▸ Extract:
----------------------------------------
European shares rose on Friday after drugmakers rebounded following a slump in the previous session, and Flutter fanned a rally in the travel and leisure sector after an upbeat earnings forecast.
Shares in GSK PLC, Sanofi SA and Haleon PLC rose between 0.8 percent and 3.6 percent after the drugmakers said that nothing material had changed regarding US litigation focused on heartburn drug Zantac.
The stocks had fallen sharply this week on concerns over potential cancer-causing impurities that prompted the drug’s withdrawal from markets.
The European healthcare sector gained 0.2 percent, with the STOXX 600 index rising 0.16 percent to 440.87.
“We raise [European] pharma from marketweight to overweight, as our macro projections imply scope for 10 percent+ outperformance by the first quarter next year after the sharp recent pull-back,” Bank of America investment strategists Sebastian Raedler and Thomas Pearce said.
However, any rallies in the STOXX 600 are not likely to last, they added.
“The main prerequisite for a sustained rally is a trough in the macro cycle and renewed acceleration in growth momentum, but growth headwinds remain considerable,” they said.
Eurozone Purchasing Managers’ index data is likely to be weaker due to tightening credit, and low Russian gas deliveries raise the risk of winter rationing, which could tip the region into recession, the strategists added.
A European bank agreed to process a payment for the transit of Russian oil through Ukraine, removing the cause of a stoppage of oil supplies to central Europe last week, sources said.
Meanwhile, travel and leisure stocks jumped 3.9 percent to more than two month highs, leading sectoral gains.
Flutter surged 14.4 percent to the top of the travel index, as it saw no sign of cash-strapped customers betting less and gave another positive update on its rapidly growing US business.
Irish stocks added 2.7 percent, boosted by Flutter.
The STOXX 600 index, up for a third straight day, notched weekly gains of 1.18 percent as positive earnings and a softer-than-expected US inflation reading calmed nerves around aggressive rate hikes by the US Federal Reserve, although concerns remain over the path policymakers choose.
European shares have fallen 9.6 percent so far this year compared with a nearly 11 percent decline for Wall Street’s S&P 500 index, which was largely dragged down by drops in big growth stocks in the first half of the year.
London’s blue-chip FTSE 100 gained 0.47 percent — its fourth consecutive week of gains — after data showed Britain’s economy contracted by less than feared in the second quarter.
The FTSE 100 closed at a two-month high of 7,500.89, up 0.82 percent from a week earlier.
The index has outperformed its global peers this year, aided by weakness in sterling and its large exposure to energy and defensive companies.
Sterling slid against a firming US dollar as data showed Britain’s economy contracted by 0.1 percent in the June quarter, compared with forecasts for a 0.3 percent drop.
However, the data still pointed to growing weakness among consumer-facing sectors of the economy, such as retail and restaurants, that are most exposed to a worsening cost-of-living crisis.
----------------------------------------
▸ Listed records:
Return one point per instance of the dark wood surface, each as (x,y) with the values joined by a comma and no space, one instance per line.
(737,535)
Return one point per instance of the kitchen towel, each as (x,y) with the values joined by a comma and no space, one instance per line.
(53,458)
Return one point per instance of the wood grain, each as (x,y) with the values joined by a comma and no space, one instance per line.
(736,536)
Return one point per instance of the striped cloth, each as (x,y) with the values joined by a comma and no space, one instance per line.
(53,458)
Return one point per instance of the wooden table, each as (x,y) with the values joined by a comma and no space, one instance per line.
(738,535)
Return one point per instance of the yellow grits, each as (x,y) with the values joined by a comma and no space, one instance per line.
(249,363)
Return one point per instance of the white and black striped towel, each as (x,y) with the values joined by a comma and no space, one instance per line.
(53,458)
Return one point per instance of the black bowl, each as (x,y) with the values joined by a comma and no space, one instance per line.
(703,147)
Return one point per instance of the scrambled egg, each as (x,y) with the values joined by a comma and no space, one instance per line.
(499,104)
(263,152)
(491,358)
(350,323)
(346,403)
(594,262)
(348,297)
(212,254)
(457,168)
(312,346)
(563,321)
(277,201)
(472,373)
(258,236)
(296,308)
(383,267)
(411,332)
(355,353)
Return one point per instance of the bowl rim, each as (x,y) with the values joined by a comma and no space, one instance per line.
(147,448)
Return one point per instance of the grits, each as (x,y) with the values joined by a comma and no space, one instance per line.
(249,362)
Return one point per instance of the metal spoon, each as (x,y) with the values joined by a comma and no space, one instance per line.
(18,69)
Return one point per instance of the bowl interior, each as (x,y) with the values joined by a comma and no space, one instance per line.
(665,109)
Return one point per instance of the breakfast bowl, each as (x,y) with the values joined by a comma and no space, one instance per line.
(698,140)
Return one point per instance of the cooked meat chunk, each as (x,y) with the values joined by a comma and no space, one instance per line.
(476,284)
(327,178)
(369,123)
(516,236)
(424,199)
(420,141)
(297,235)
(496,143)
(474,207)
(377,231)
----------------------------------------
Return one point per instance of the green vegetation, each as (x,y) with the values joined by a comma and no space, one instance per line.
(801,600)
----------------------------------------
▸ Directions: From the article on European shares above, reproduce verbatim everything from "Meanwhile, travel and" down to "of the year.".

▸ Final answer:
Meanwhile, travel and leisure stocks jumped 3.9 percent to more than two month highs, leading sectoral gains.
Flutter surged 14.4 percent to the top of the travel index, as it saw no sign of cash-strapped customers betting less and gave another positive update on its rapidly growing US business.
Irish stocks added 2.7 percent, boosted by Flutter.
The STOXX 600 index, up for a third straight day, notched weekly gains of 1.18 percent as positive earnings and a softer-than-expected US inflation reading calmed nerves around aggressive rate hikes by the US Federal Reserve, although concerns remain over the path policymakers choose.
European shares have fallen 9.6 percent so far this year compared with a nearly 11 percent decline for Wall Street’s S&P 500 index, which was largely dragged down by drops in big growth stocks in the first half of the year.